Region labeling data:
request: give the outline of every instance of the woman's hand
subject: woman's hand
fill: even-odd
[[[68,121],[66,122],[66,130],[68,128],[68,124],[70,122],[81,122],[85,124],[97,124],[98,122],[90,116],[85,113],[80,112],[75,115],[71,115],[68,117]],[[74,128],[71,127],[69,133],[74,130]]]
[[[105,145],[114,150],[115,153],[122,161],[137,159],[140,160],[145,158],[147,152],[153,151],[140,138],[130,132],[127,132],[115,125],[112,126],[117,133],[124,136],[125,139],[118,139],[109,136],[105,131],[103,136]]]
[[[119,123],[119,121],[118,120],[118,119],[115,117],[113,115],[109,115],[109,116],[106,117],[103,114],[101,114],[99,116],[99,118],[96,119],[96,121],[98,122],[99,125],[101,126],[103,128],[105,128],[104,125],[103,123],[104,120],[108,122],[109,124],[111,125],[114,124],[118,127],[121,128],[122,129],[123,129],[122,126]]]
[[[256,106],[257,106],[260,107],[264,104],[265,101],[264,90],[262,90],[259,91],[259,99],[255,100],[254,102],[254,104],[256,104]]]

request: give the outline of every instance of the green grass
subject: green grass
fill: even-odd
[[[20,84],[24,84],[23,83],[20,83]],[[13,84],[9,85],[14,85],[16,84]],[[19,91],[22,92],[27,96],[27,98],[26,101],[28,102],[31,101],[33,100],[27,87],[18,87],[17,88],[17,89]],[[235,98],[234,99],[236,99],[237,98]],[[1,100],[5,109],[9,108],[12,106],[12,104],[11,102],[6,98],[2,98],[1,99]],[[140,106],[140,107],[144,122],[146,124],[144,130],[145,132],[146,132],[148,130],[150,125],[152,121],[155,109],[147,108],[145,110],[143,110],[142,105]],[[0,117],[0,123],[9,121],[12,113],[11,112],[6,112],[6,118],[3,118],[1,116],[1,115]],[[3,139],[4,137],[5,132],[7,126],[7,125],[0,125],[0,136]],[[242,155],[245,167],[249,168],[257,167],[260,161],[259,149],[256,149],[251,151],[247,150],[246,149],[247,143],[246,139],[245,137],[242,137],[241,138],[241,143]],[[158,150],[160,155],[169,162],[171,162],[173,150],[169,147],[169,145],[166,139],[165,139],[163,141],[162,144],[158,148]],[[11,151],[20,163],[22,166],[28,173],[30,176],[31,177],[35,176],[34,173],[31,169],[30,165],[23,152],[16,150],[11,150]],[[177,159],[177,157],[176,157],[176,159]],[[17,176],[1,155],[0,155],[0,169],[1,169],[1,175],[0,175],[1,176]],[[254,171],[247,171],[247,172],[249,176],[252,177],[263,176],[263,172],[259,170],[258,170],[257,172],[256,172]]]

[SET TASK]:
Copy out every line of the data above word for word.

[OUTPUT FOR THIS EXERCISE]:
request: give the outline of every instance of the woman's hand
subject: woman's hand
fill: even-odd
[[[68,121],[66,122],[66,130],[68,128],[68,124],[70,122],[81,122],[85,124],[97,124],[98,122],[90,116],[85,113],[80,112],[75,115],[71,115],[68,117]],[[74,128],[71,127],[69,133],[74,130]]]
[[[105,145],[114,150],[115,153],[122,161],[137,159],[140,160],[145,158],[147,152],[153,151],[140,138],[130,132],[127,132],[115,125],[112,126],[117,133],[124,136],[125,139],[118,139],[109,136],[105,131],[103,136]]]
[[[119,123],[119,121],[118,120],[118,119],[115,117],[113,115],[109,115],[109,116],[106,117],[103,114],[101,114],[99,116],[99,118],[96,119],[96,121],[98,122],[99,125],[101,126],[103,128],[105,128],[104,125],[103,123],[104,120],[108,122],[109,124],[111,125],[114,124],[118,127],[121,128],[122,129],[123,129],[122,126]]]
[[[256,106],[257,106],[260,107],[264,104],[265,101],[264,90],[262,90],[259,91],[259,99],[255,100],[254,102],[254,104],[256,104]]]

request: give the outline of every instance of the green grass
subject: green grass
fill: even-odd
[[[20,84],[24,84],[23,83],[20,83]],[[13,84],[9,85],[14,85],[16,84]],[[19,91],[22,92],[27,96],[27,98],[26,101],[28,102],[31,101],[33,100],[27,87],[18,87],[17,88],[17,89]],[[235,98],[234,99],[236,99],[237,98]],[[1,100],[5,109],[9,108],[12,106],[12,104],[11,102],[6,98],[2,98],[1,99]],[[140,106],[140,107],[144,122],[146,124],[144,130],[145,132],[146,132],[148,130],[150,125],[152,121],[155,109],[147,108],[145,110],[143,110],[142,105]],[[0,117],[0,123],[9,121],[12,113],[11,112],[6,112],[6,118],[3,118],[1,116],[1,115]],[[3,139],[4,137],[5,132],[7,126],[7,125],[0,125],[0,136]],[[242,155],[245,167],[249,168],[257,167],[260,161],[259,149],[256,149],[251,151],[247,150],[246,149],[247,143],[246,139],[245,137],[242,137],[241,138],[241,143]],[[158,150],[160,155],[169,162],[171,162],[173,150],[169,147],[169,145],[166,139],[165,139],[163,141],[162,144],[158,148]],[[11,151],[20,163],[22,166],[28,173],[30,176],[31,177],[35,176],[34,173],[31,169],[30,165],[23,152],[16,150],[11,150]],[[177,159],[177,157],[176,157],[176,159]],[[17,176],[1,155],[0,155],[0,169],[1,169],[1,175],[0,175],[1,176]],[[254,171],[247,171],[247,172],[249,176],[252,177],[263,176],[263,172],[259,170],[258,170],[257,172],[256,172]]]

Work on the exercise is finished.